:: Text section

A final notable finding to our experiment was that clot fragmentation (with division of clot into separated pieces) was also very rare, occurring only once in a SK non-enriched LFVP “HS only” group. Again while the mechanism for this is also speculative, it is likely that clot fragmentation may be simply a result of more extensive clot erosion with possibly an increased surface tension along the clot’s length during vibration induced lengthening and de-furlment. Inspection of LFVP treated clots (although more commonly in the SK enriched samples) did show aspects of extreme clot thinning into tiny strands – which amazingly were able to keep the clot intact. It is worth mentioning how strong these tiny strands (which are often as thin as a strand of spider’s web!) can be, being able to support the majority weight of the remainder of a clot when being held upright by the hand of an investigator (refer to Figure10).

Our findings raise the interesting question whether chest wall delivered LFVP in the low sonic frequency ranges (as opposed to, or maybe even working co-operatively with therapeutic ultrasound?) may hold potential as a knock out “one–two punch” in aid of clot disruptive, and more particularly IV thrombolytic therapy in treatment of STEMI. First by mechanically eroding clot surface layer and altering clot morphology to promote intra-luminal fluid channel development (which would enhance early flow and uncover fibrin binding sites), and second by facilitating diffusive bulk flow of clot disruptive drug agents from a concentration rich systemic circulation towards a concentration poor, otherwise stagnant, thrombosed coronary vessel.

It should be pointed out that transthoracic LFVP is prophesized to promote early clearance of acute coronary thrombosis by numerous additional mechanisms, which are beyond the scope of our present study.

First, it has been shown both clinically and in animal models that dLFVP when applied to the heart improves ischemic LV function, by improved myocardial relaxation, which has been attributed to enhanced diastolic filling leading to increased stroke volume by the Frank Starling mechanism[21, 28, 29]. This, by stabilizing a STEMI patient’s blood pressure (for example during heart failure or cardiogenic shock), would also augment systemic filtration pressures in assistance of bulk flow permeation of clot busters into a site of culprit thrombosis.

::::
:: Information supplied

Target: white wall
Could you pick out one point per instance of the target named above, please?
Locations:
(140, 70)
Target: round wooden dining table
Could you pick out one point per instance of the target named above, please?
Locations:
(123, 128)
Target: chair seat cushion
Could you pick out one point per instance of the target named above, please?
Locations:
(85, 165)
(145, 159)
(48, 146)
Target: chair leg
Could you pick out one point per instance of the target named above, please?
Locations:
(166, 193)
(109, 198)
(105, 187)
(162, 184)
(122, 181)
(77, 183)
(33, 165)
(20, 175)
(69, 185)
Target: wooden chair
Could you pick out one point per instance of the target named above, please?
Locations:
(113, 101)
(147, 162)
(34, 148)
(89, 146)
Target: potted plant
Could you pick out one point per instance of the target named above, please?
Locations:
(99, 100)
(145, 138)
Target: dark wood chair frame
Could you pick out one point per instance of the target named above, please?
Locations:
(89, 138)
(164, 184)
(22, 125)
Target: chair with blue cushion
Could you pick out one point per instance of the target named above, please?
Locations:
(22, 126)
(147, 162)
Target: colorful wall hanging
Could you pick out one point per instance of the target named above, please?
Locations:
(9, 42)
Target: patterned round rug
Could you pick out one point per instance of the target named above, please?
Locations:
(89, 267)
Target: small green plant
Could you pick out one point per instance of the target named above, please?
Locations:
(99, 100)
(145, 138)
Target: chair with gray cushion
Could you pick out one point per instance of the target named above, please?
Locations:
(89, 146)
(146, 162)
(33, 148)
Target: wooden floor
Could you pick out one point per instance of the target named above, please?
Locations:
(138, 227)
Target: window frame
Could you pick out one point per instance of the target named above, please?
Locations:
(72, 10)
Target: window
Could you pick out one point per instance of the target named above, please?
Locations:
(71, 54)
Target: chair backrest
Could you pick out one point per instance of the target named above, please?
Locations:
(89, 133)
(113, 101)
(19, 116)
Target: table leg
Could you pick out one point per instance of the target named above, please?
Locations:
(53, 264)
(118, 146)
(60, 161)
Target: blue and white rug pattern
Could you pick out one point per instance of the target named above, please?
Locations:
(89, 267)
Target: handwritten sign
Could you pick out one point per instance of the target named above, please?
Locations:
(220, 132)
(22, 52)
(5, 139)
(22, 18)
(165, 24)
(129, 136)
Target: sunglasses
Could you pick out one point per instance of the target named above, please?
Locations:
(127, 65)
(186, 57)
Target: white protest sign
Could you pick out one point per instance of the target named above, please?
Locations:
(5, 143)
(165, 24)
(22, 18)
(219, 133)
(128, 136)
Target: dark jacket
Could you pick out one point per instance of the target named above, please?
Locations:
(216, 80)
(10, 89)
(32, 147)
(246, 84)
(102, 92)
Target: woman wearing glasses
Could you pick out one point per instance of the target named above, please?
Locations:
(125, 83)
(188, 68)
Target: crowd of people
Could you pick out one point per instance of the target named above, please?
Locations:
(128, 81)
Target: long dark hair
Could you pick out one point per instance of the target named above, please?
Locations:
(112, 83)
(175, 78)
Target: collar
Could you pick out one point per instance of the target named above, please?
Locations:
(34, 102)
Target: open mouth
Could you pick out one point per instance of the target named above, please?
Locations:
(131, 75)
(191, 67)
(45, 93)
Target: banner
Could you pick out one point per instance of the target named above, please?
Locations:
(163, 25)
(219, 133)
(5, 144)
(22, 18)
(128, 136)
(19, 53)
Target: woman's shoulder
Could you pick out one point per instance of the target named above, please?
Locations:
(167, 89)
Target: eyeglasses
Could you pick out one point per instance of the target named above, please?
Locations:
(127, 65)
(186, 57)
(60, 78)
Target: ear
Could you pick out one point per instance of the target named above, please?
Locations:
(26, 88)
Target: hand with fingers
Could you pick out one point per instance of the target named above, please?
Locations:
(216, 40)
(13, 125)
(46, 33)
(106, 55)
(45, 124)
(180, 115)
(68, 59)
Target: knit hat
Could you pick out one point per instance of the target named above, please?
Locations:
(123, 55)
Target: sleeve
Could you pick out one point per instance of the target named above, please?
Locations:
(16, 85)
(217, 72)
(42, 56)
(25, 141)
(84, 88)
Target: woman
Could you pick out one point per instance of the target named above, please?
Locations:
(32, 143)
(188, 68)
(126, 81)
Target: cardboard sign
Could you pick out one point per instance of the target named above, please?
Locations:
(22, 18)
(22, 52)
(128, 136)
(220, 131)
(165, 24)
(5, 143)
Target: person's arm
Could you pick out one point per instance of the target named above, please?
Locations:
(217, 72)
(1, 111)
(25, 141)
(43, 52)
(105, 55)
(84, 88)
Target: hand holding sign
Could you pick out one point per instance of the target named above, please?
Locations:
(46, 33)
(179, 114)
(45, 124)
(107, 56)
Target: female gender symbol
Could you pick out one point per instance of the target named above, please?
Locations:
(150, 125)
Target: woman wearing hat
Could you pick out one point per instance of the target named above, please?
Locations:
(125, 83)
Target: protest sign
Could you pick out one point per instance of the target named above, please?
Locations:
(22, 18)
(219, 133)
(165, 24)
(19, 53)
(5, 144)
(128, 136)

::::

## Task goal
Write the next part of the passage on vibration and blood clots, picking up after its last sentence. These items have no connection to the passage on vibration and blood clots.

## Answer area
Second, improved myocardial relaxation by dLFVP would theoretically decrease coronary arteriolar and capillary flow resistance (by reduced diastolic myocardial compression) and is known to lower left ventricular (LV) diastolic pressures[21], which in combination should assist coronary flow and microcirculation during or following reperfusion.

Third, there is good evidence that LFVP carries potent vasodilatory capabilities for arteries in states of heightened vascular tone (i.e. by induced relaxation of the smooth muscles in the vessel wall)[4143], and thus holds potential to induce direct coronary dilation at the site of acute coronary thrombosis, which often has (in at least 50% of STEMI cases) a degree of associated localized coronary spasm[4447]. It is also worth mentioning that cyclic stress and strain exerted on an endothelial lining of an artery (which would likely be induced through a prophesized LFVP application)c, is predictive to cause liberation of beneficial mediators such as Nitric Oxide (NO) which is also a potent vasodilator[48]. Indeed low frequency vibration stimuli has been experimentally shown to trigger NO release in various tissues[4951]. LFVP’s vasodilatory mechanism in particular may therefore offer a degree of near immediate early re-flow in a high percentage of STEMI victims.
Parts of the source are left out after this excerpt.